WHAT YOU NEED TO DO:
**A)** In the forum thread on parser libraries, which other language does OvermindDL1 say has parsers modeled similarly to Haskell's?
**B)** Rewrite the forum thread on parser libraries, starting with "Mine is not" and going on through "hit the mark.)", with "Haskell" replaced by "OCaml".
**C)** Carry on the forum thread on parser libraries from its final post.

DOCUMENT:
Mine is not ‘the’ fastest, a plain simple matcher in basic erlang would beat it (though more painful to write), plus C++ and Haskell and such aren’t slow interpreted, but for having good error, line/column/byte positions, recursive re-entry while passing optional state and returning it, it is quite powerful.

gon782 · January 9, 2018, 11:49pm

Indeed they do. I didn’t ask in order to disparage your library, but rather to ask if @tmbb has worked with these incredible monadic parser combinator libraries. It’s one of the areas where I feel like Haskell might offer potentially the best or at least a top 3 experience out there. (And yes, I’m aware other languages offer good parser libraries, but I think this is one particular area where the Haskell community has really hit the mark.)

OvermindDL1 · January 9, 2018, 11:52pm

I know, no worry.

Haskell does have great parsers, OCaml has similar modeled ones as well, it seems to be an attribute of the super-strict/static typed languages that they inevitably get created. ^.^

tmbb · January 10, 2018, 3:23pm

I have used those libraries indeed. The abstractions they use were too cumbersome to me, and trivial things were way too hard. I just wanted to parse sole text into a structured representation and suddenly I’m reading about Monads, Arrows, Applicative typeclasses and operator explosions… The way the context is mostly implicit instead of explicit like ExSpirit also makes it more complex to do what I want.

I still don’t get why you need to bring up monads, arrows and the like for a parser, instead of having a simple pure function that converts a context into a context like ExSpirit. I mean, monads, arrows and functors are simple. They’re just typeclasses, but often the fact that something is a monad or an arrow or whatever doesn’t really help with dealing with the concrete problem at hand: A parser is not a monad. It’s a parser! Making it “more monad” makes it “less parser”…

So I do think that ExSpirit is way more user-friendly than Haskell’s stuff. And I doblikr static typing.

This is a general criticism of Haskell. Haskell programmers seem to be in a competition over who uses the highest number of typeclasses per program, often when a simple Enum would suffice.

gon782 · January 10, 2018, 3:26pm

Well, yeah, you have to know the language and its abstractions to use it. The fact that it uses the type system so heavily is what enables composing these parsers into bigger parsers.

MATERIAL PROVIDED:
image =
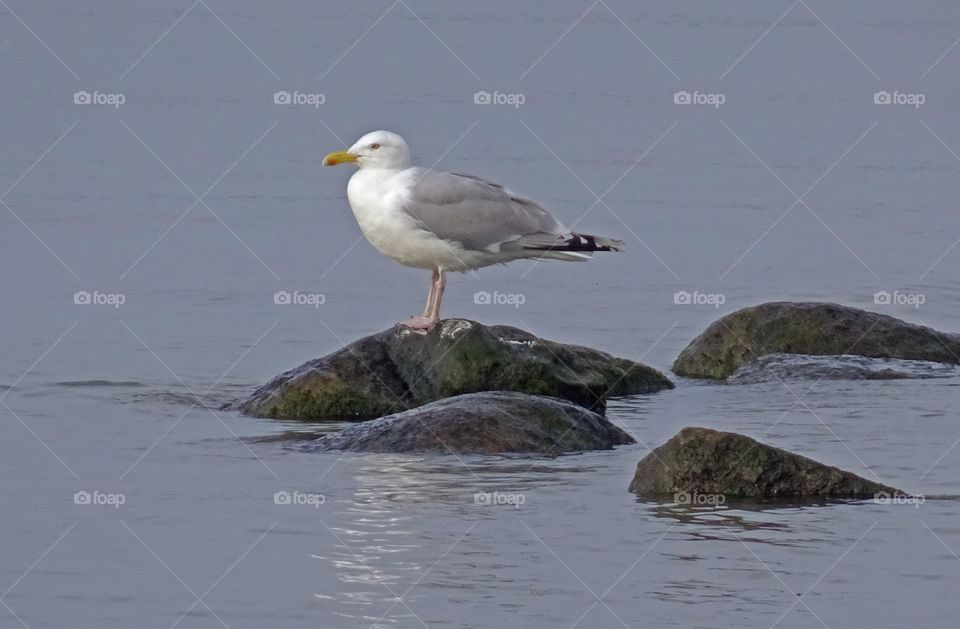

RESULTS BY TASK:
**A)** OCaml

**B)**
Mine is not ‘the’ fastest, a plain simple matcher in basic erlang would beat it (though more painful to write), plus C++ and OCaml and such aren’t slow interpreted, but for having good error, line/column/byte positions, recursive re-entry while passing optional state and returning it, it is quite powerful.

gon782 · January 9, 2018, 11:49pm

Indeed they do. I didn’t ask in order to disparage your library, but rather to ask if @tmbb has worked with these incredible monadic parser combinator libraries. It’s one of the areas where I feel like OCaml might offer potentially the best or at least a top 3 experience out there. (And yes, I’m aware other languages offer good parser libraries, but I think this is one particular area where the OCaml community has really hit the mark.)

**C)**
OvermindDL1 · January 10, 2018, 4:48pm

Teeeeeechnically the Context in ExSpirit ‘is’ a monad, I even expose a ‘bind’ function (called pipe_result_into) and even a ‘functor’ function (called pipe_context_into), as well as having lots of pre-built specialized binders (which is all the transformation functions). ^.^;

There is one big side-effect of this style though, it is hard to have arbitrary type transformations then. Like take the original Spirit::Qi in C++, you parse out something that kind of looks like the format you want, and it transforms ‘that’ into a multitude of formats as output, where the Haskell versions have to output the proper specific type to start with. You could work around that of course but I don’t really see them doing that as-is.

As well as code length of the Spirit style tends to be shorter as well.

221V · January 11, 2018, 8:26am

thanks, i understand how i can take emoticons,
but how i can take text?

not tags and not emoticons – text without changes ?

upd. hmm, ok
i can change

[^\[]+? : {token, {any_text2, TokenLen, TokenChars}}.

to

[^\[] : {token, {any_text2, TokenLen, TokenChars}}.

and this works, with some overhead, but works)

thanks))

tmbb · January 11, 2018, 3:54pm

Indeed It is a monad with a bind function

Well, pretty much everything that contains something is a Functor… I’m not exactly surprised xD

But remember you have specialized things like pipe_context_around. I think it might be an fmap implementation too, but the point is that those funcions are thought as parser helpers first and category theory abstractions second. In Haskell it seems to be the other way around.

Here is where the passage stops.